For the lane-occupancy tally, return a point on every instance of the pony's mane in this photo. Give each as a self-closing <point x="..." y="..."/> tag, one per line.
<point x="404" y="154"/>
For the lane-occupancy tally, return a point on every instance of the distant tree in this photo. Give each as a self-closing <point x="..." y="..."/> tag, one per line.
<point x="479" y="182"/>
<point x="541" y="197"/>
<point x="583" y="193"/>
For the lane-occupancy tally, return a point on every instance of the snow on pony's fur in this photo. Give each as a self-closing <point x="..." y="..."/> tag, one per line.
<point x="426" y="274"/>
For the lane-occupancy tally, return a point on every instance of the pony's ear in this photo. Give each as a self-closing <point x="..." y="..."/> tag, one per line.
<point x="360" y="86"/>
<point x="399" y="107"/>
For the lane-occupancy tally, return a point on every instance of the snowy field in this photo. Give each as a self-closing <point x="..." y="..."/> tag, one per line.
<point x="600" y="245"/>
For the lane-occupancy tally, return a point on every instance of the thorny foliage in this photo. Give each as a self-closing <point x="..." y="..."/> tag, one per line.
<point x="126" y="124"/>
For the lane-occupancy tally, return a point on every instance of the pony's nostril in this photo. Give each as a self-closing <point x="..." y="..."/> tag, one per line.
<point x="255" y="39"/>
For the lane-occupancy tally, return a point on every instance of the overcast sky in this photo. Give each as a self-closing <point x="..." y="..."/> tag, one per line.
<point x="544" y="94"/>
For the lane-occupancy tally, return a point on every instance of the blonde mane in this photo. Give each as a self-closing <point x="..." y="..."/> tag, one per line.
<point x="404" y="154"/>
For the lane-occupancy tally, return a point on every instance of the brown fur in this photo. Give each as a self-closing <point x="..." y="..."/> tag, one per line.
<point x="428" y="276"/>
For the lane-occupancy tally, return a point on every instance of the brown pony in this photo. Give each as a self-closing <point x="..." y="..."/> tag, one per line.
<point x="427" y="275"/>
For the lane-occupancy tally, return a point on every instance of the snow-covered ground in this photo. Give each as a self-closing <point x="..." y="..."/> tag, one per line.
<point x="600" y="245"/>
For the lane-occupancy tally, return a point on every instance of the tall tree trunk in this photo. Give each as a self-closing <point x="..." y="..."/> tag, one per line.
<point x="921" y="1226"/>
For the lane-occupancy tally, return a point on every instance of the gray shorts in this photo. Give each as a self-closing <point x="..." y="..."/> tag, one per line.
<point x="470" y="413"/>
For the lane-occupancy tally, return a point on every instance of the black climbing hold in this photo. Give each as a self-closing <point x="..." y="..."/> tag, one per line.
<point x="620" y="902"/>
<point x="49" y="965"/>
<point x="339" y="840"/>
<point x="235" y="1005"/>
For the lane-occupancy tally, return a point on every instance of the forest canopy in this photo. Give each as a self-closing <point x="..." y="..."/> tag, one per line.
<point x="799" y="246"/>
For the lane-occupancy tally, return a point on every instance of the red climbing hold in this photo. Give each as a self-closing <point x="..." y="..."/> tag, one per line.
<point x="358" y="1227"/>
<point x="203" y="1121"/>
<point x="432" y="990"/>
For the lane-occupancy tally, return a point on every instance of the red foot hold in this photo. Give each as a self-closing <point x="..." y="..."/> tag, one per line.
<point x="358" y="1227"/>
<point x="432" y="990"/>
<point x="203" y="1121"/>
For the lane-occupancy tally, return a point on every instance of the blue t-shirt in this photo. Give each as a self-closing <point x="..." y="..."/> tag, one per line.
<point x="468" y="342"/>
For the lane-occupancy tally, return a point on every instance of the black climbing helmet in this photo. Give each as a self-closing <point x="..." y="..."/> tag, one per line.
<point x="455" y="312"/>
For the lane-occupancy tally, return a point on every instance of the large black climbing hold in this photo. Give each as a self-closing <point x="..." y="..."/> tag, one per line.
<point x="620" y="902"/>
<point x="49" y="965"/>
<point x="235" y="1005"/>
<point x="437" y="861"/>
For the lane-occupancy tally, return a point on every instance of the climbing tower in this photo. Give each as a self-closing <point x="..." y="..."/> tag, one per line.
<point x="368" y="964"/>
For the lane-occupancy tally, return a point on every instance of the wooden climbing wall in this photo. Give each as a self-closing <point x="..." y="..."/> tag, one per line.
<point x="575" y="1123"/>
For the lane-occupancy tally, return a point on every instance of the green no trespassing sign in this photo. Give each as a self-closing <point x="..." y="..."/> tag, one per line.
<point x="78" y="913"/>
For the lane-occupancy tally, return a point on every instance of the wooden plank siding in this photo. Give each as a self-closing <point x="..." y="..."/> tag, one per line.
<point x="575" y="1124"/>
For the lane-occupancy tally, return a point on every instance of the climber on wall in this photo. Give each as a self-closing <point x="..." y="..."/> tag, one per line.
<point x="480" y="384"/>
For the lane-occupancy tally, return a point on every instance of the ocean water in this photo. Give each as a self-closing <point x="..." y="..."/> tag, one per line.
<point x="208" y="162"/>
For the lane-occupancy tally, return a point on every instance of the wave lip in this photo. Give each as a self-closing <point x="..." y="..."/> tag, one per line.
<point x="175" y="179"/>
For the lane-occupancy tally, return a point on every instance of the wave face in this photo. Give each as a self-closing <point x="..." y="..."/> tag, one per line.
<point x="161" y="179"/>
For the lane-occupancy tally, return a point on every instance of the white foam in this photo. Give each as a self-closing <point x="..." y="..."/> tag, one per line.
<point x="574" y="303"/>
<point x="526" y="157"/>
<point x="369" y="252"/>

--------------------------------------------------

_DIRECTIVE_. Recopy the entries above exactly, with every line included.

_ANSWER FOR THIS EXERCISE_.
For the lane-occupancy tally, return a point on every instance of the pony's mane in this photo. Give each as a self-closing <point x="..." y="..."/> tag, one per line.
<point x="404" y="154"/>
For the lane-occupancy tally, return a point on every instance of the distant tree in this photo. Give each as a self-closing <point x="..." y="..."/> tag, one per line.
<point x="479" y="182"/>
<point x="541" y="197"/>
<point x="583" y="193"/>
For the lane-occupancy tally, return a point on every instance of the snow on pony's fur in this photo. Give each as a self-closing <point x="..." y="..."/> tag, one per line.
<point x="426" y="274"/>
For the lane-occupancy tally, return a point on every instance of the pony's ear in this photo. Give each as a self-closing <point x="..." y="..."/> tag, one per line.
<point x="360" y="86"/>
<point x="399" y="107"/>
For the lane-occupancy tally, return a point on every instance of the snowy field in this photo. Give each as a self-closing <point x="..." y="..."/> tag, one per line.
<point x="600" y="245"/>
For the lane-occupancy tally, return a point on every instance of the thorny foliage in this photo. Give each as a self-closing <point x="..." y="..."/> tag, one per line.
<point x="126" y="124"/>
For the lane-occupancy tally, return a point on every instance of the pony's nostril in this photo. Give each as a self-closing <point x="..." y="..."/> tag, one per line.
<point x="255" y="39"/>
For the lane-occupancy tally, return a point on every instance of the overcast sky in this photo. Give each as a self-closing <point x="..." y="..."/> tag, one per line.
<point x="544" y="94"/>
For the lane-occupancy tally, return a point on every instance of the blonde mane in this photo. Give each as a self-closing <point x="..." y="..."/> tag, one per line.
<point x="404" y="154"/>
For the lane-occupancy tally, return a point on every instance of the brown fur in this photo. Give each as a self-closing <point x="..." y="..."/> tag, one per line.
<point x="428" y="276"/>
For the lane-occupancy tally, return a point on every instance of the brown pony in this photo. Give each as a self-closing <point x="..." y="..."/> tag, one per line.
<point x="427" y="275"/>
For the lane-occupancy tally, return a point on every instance of the snow-covered ground in this photo. Give each as a self-closing <point x="..." y="..."/> tag, one per line.
<point x="600" y="245"/>
For the lane-occupancy tally, return a point on every instance of the tall tree trunk in this photo. Give each as a self-closing <point x="..." y="..."/> tag, one per line.
<point x="921" y="1226"/>
For the lane-occupancy tally, return a point on every instance of the gray shorts in this photo. Give each as a self-closing <point x="..." y="..."/> tag, one per line.
<point x="470" y="413"/>
For the lane-occupancy tally, return a point on every instance of the black climbing hold in this photo. Give each as a self-closing <point x="..." y="..."/> tag, one per line.
<point x="620" y="902"/>
<point x="49" y="965"/>
<point x="339" y="840"/>
<point x="235" y="1005"/>
For the lane-occupancy tally, return a point on every instance of the forest canopy in this photo. Give each as a self-closing <point x="..." y="..."/> tag, one per line.
<point x="799" y="246"/>
For the lane-occupancy tally, return a point on every instance of the red climbing hold in this photo. Give each as a self-closing <point x="..." y="..."/> tag, one per line.
<point x="358" y="1227"/>
<point x="203" y="1121"/>
<point x="432" y="990"/>
For the lane-occupancy tally, return a point on every instance of the red foot hold in this photo. Give each as a self-closing <point x="..." y="..."/> tag, one per line.
<point x="358" y="1227"/>
<point x="432" y="990"/>
<point x="203" y="1121"/>
For the lane-occupancy tally, return a point on every instance of the blue t-shirt in this photo. Give each as a self-closing <point x="..." y="..."/> tag, one per line.
<point x="468" y="342"/>
For the lane-occupancy tally, return a point on every instance of the black climbing helmet in this photo. Give each as a self-closing <point x="..." y="..."/> tag, one per line.
<point x="455" y="312"/>
For the lane-occupancy tally, return a point on every instance of the large black climbing hold in this photo. Give each as a self-closing <point x="..." y="..."/> tag, one per line.
<point x="620" y="902"/>
<point x="49" y="965"/>
<point x="235" y="1005"/>
<point x="437" y="861"/>
For the lane-occupancy tally, return a point on every instance of the climbing tower in this photo. Give each as a self-closing <point x="..." y="..."/> tag, one per line.
<point x="368" y="964"/>
For the lane-occupancy tally, return a point on every instance of the wooden climbing wall in this photo. Give each as a self-closing <point x="..." y="..."/> tag, one per line.
<point x="575" y="1123"/>
For the lane-occupancy tally, return a point on every instance of the green no trespassing sign in this photo. Give each as a self-closing <point x="..." y="..."/> tag, one per line.
<point x="78" y="913"/>
For the lane-occupancy tally, return a point on every instance of the wooden plank siding in this photo. Give each as a self-closing <point x="..." y="..."/> tag, one per line.
<point x="575" y="1124"/>
For the lane-occupancy tally, return a point on every instance of the climber on wall in this photo. Give each as a self-closing <point x="..." y="..."/> tag, one per line.
<point x="480" y="384"/>
For the lane-occupancy tally, return a point on every instance of the ocean water in this photo. Give each as a self-closing <point x="..." y="..."/> tag, one per line.
<point x="208" y="162"/>
For the lane-occupancy tally, return a point on every instance of the wave lip in this photo. Give each as a self-closing <point x="..." y="..."/> tag, one per line.
<point x="175" y="179"/>
For the lane-occupancy tally, return a point on every instance of the wave face in this photo. Give each as a self-closing <point x="..." y="..."/> tag, one per line.
<point x="161" y="179"/>
For the lane-occupancy tally, return a point on every instance of the white foam in this photo. Give each as a self-closing <point x="..." y="..."/> tag, one per line.
<point x="574" y="303"/>
<point x="526" y="157"/>
<point x="369" y="252"/>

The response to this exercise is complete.